<<<<

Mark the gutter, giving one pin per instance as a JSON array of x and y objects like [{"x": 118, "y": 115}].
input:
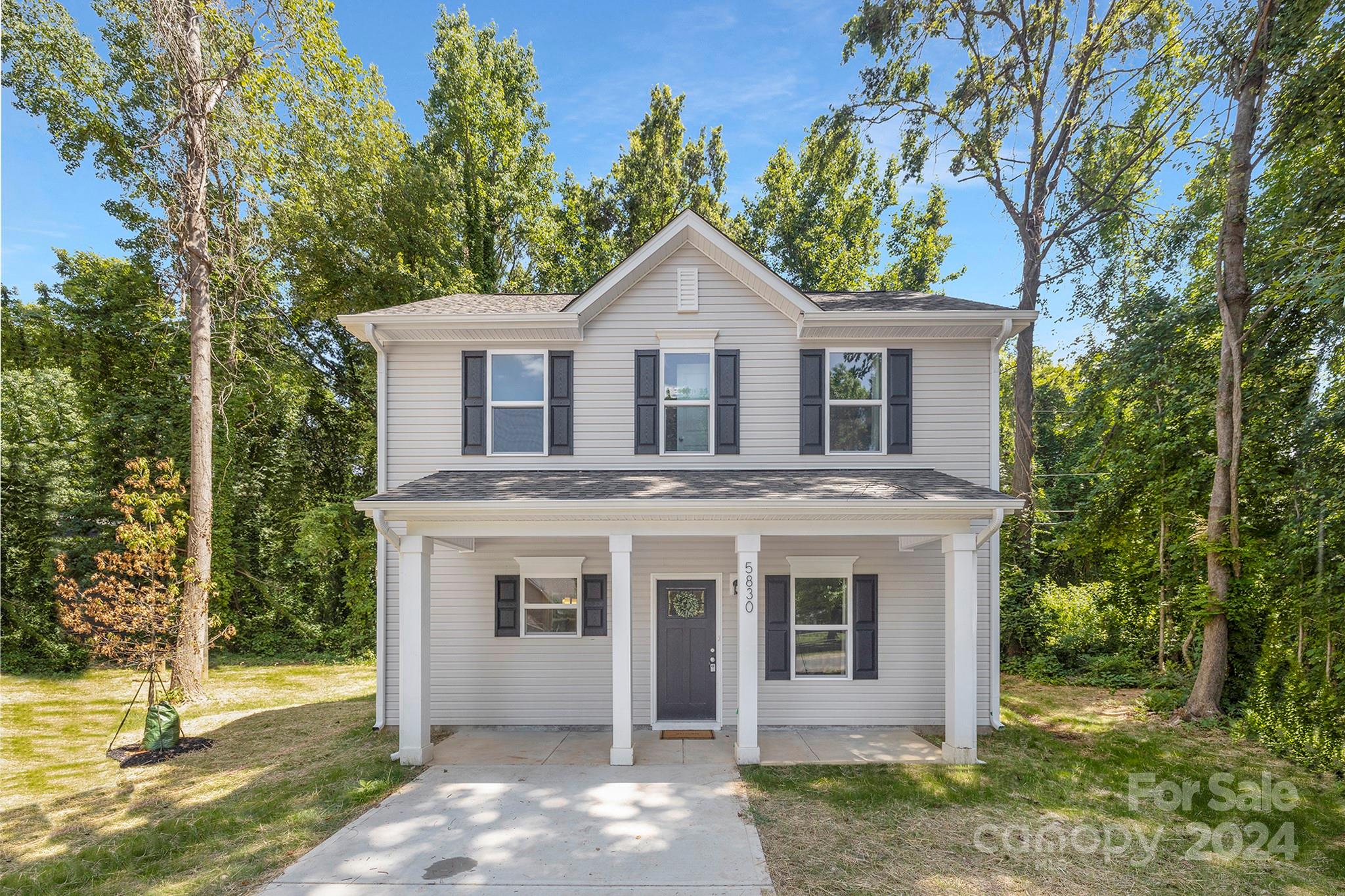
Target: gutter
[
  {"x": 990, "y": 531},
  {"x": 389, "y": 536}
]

>>>>

* [THE EXERCISE]
Retype the records above line for line, leaving out the pictures.

* [FINISHED TASK]
Mark the gutter, giving one pin per instance as a JSON array of x and y objects like [{"x": 118, "y": 115}].
input:
Target: gutter
[
  {"x": 990, "y": 531},
  {"x": 389, "y": 536}
]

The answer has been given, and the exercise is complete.